## PROBLEM SET
• 1. In the article on FDA baby food guidance, what is the highest lead level that the draft guidance allows in packaged fruits, vegetables and meats for children under age 2?
• 2. From the article on FDA baby food guidance, reproduce the passage between "The FDA also" and "Califf on Friday.", inclusive.

## TEXT SHOWN
Agency has yet to introduce guidance on arsenic or mercury levels in foods for children under age 2

The FDA’s Closer to Zero initiative, launched in 2021, aims to lower the amount of lead, mercury, cadmium and arsenic in the food supply to the lowest levels possible.
The FDA’s Closer to Zero initiative, launched in 2021, aims to lower the amount of lead, mercury, cadmium and arsenic in the food supply to the lowest levels possible. (Al Drago/CQ Roll Call file photo)

The Food and Drug Administration is behind schedule in its own plans to address the level of lead and mercury in baby foods, and Capitol Hill Democrats are taking note.

The FDA’s Closer to Zero initiative, launched in 2021, aims to lower the amount of lead, mercury, cadmium and arsenic in the food supply to the lowest levels possible. On Tuesday, the FDA announced draft guidance stating that lead levels should be no higher than 10 parts per billion in fruits, vegetables and meats packaged in baby food jars, pouches, tubs and boxes for children under age 2.

But the FDA was supposed to release this guidance in April 2022, according to its own timeline. And the agency has not yet introduced guidance on arsenic or mercury levels in foods for children under age 2.

The FDA also said it would propose guidance for mercury levels in infant food in January 2023. It has yet to do so. 

“It is alarming that little tangible progress has been made on the Closer to Zero action plan, despite the seriousness and severity of this issue, and that to date, FDA has only issued draft guidance on one of the heavy metals,” Sen. Tammy Duckworth, D-Ill. — along with Sen. Amy Klobuchar, D-Minn., Rep. Raja Krishnamoorthi, D-Ill., and Rep. Tony Cardenas, D-Calif. — wrote in a letter to FDA Commissioner Robert Califf on Friday.

The FDA did not immediately respond to a request for comment.

In 2021, the House Oversight and Reform Committee issued a report finding that many store-bought baby food products contain dangerously high levels of toxic heavy metals — as much as 91 times the limits of arsenic, 177 times the limits of lead, 69 times the limits of cadmium and 5 times the limits of mercury permitted in bottled drinking water. The FDA pledged to take action with its Closer to Zero initiative. 

Califf estimated that Tuesday’s proposed actions could lead to as much as a 24 percent to 27 percent reduction in exposure to lead from these foods. 

It’s not possible to remove all heavy metals from the food supply because fruits and vegetables absorb lead and other contaminants from their environments, just as they absorb nutrients.

While the presence of some lead does not make the food unsafe for adults, developing brains are much more sensitive to heavy metals. There is no safe blood level for lead in children, according to the Centers for Disease Control and Prevention, and even low levels of lead can hurt a growing child’s brain and nervous system development.

“Although it is not possible to remove these elements entirely from the food supply, we expect that the recommended action levels will cause manufacturers to implement agricultural and processing measures to lower lead levels in their food products below the proposed action levels,” the FDA said in a press release Tuesday.  

Comments on the draft guidance for lowering levels of lead in foods are due March 27. The Democratic lawmakers asked Califf to finalize the lead guidance as soon as possible and expedite action on mercury and arsenic levels in baby food.

## EXCERPTED RECORDS
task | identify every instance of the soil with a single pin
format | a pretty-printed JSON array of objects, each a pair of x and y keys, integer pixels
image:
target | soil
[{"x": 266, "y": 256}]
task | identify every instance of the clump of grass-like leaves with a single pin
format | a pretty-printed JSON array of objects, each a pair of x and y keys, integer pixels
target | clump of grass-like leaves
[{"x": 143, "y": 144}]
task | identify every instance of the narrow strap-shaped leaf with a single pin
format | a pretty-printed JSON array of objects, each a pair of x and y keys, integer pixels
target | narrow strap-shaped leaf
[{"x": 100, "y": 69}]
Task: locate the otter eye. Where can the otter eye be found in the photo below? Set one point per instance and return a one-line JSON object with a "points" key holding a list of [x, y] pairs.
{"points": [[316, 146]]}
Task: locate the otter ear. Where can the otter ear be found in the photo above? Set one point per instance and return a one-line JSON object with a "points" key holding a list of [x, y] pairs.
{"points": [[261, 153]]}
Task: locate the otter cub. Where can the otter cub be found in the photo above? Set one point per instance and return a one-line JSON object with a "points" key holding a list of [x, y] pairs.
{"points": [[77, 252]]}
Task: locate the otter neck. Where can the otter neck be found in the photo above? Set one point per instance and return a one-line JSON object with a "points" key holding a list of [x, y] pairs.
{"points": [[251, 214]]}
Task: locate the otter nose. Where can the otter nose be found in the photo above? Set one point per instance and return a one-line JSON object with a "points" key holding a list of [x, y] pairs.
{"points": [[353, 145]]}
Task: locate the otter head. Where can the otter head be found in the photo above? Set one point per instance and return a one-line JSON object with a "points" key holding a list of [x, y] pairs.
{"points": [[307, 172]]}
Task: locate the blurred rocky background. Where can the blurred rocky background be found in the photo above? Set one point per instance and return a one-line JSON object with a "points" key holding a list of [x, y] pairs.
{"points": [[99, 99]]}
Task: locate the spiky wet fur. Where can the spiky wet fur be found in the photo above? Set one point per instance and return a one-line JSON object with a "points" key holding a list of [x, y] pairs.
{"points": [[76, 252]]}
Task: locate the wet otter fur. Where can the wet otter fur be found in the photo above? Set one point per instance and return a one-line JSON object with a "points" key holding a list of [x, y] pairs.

## RESULTS FOR THE EXERCISE
• 1. No higher than 10 parts per billion.

• 2.
The FDA also said it would propose guidance for mercury levels in infant food in January 2023. It has yet to do so. 

“It is alarming that little tangible progress has been made on the Closer to Zero action plan, despite the seriousness and severity of this issue, and that to date, FDA has only issued draft guidance on one of the heavy metals,” Sen. Tammy Duckworth, D-Ill. — along with Sen. Amy Klobuchar, D-Minn., Rep. Raja Krishnamoorthi, D-Ill., and Rep. Tony Cardenas, D-Calif. — wrote in a letter to FDA Commissioner Robert Califf on Friday.